Selected extract:

[BEGIN]

Annual Report 2024/25: Scottish Rugby on track to meet financial targets
12 Nov 2025
Increased revenue alongside the benefits of a series of profit improvement measures delivered over the last two financial years reduced the loss after tax to £3.7m, a year-on-year improvement of £7.6m on the previous financial period (13 months to June 2024: £11.3m), and in line with the original target laid out at the AGM last year.
The focus on costs remains ongoing and will support a further reduced loss in financial year 2025/26. Reaching a breakeven position in the 2026/27 financial year remains a key objective.
Revenue hit record levels of £79.4m, a rise of £5.5m on the previous reporting period. A rise in ticketing income of £11.7m year on year and £2.6m increase in broadcast revenue was partially offset by a reduction in grant income in comparison to 2023/24, reflecting World Rugby funding payments for Rugby World Cup 2023 (played in Autumn 2023) not repeating in 2024/25.

[END]

Provided information:
[BEGIN]

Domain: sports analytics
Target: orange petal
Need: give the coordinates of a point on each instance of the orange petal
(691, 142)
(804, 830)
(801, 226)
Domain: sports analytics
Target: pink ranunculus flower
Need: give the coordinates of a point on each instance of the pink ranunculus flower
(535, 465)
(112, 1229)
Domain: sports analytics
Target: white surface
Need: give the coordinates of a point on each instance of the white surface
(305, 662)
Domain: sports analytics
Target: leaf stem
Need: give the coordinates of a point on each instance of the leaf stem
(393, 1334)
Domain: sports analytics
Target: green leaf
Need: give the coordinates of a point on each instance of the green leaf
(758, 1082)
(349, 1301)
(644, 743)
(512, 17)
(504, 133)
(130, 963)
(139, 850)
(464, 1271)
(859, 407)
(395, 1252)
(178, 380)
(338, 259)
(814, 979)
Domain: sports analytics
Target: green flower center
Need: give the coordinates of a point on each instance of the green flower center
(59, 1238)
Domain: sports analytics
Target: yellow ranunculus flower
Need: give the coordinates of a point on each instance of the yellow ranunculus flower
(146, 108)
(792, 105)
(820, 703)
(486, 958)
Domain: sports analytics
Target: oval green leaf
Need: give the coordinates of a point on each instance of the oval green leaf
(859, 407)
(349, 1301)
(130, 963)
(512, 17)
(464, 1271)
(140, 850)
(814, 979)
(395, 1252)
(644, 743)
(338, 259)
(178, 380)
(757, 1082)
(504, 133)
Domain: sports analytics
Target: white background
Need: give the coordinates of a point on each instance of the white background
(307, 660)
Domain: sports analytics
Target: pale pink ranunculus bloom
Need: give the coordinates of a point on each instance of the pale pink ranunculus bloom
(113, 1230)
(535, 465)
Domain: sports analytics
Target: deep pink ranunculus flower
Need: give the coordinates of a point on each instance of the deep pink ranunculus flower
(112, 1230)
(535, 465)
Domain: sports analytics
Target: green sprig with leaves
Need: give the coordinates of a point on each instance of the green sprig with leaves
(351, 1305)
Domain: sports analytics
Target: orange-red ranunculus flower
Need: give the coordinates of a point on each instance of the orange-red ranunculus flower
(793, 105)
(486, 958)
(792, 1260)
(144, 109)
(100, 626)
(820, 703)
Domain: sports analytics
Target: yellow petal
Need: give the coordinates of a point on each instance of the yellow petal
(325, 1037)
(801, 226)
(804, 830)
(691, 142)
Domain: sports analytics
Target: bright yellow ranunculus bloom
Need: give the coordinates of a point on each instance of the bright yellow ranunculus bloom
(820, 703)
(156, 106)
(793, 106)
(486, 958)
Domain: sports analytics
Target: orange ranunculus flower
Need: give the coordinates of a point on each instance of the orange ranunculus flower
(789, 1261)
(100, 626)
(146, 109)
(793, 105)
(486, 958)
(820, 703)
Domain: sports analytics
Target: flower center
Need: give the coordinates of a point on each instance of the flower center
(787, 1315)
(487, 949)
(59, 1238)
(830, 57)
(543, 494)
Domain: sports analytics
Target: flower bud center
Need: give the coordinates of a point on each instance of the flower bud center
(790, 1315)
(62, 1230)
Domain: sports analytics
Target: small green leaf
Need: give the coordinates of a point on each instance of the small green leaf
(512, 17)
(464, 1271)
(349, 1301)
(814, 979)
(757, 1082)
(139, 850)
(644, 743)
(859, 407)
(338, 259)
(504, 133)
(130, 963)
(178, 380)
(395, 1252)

[END]

Problems:
1. Pull out every line of the records that contains the string "leaves", matching case exactly.
2. Continue the Scottish Rugby financial report from the point where it ends.
The report and the records come from unrelated sources.

Answers given:
1.
Target: green sprig with leaves
Need: give the coordinates of a point on each instance of the green sprig with leaves

2.
Support for the grass roots game in Scotland remains a key focus of our activities and support to clubs, schools and domestic rugby amounted to £9.4m in the year (FY2023/24: £9.1m).
This represents an increase in spend of 4% year on year, noting that the financial period 2023/24 was 13 months (as a result of the change of accounting period). On a like-for-like basis, the FY2024/25 spend represents an increase of 13%. This support is provided in a number of key areas, notably:
Our commitment to the development of rugby in Scotland is also reflected in the rising commitment to women’s rugby of £3.9m during financial year 2024/25, covering the costs of our professional players, coaches and support staff alongside operational spend across the pathway programmes and Celtic Challenge. We expect this investment to increase during financial year 2025/26 as we establish a full-time high-performance environment in Edinburgh.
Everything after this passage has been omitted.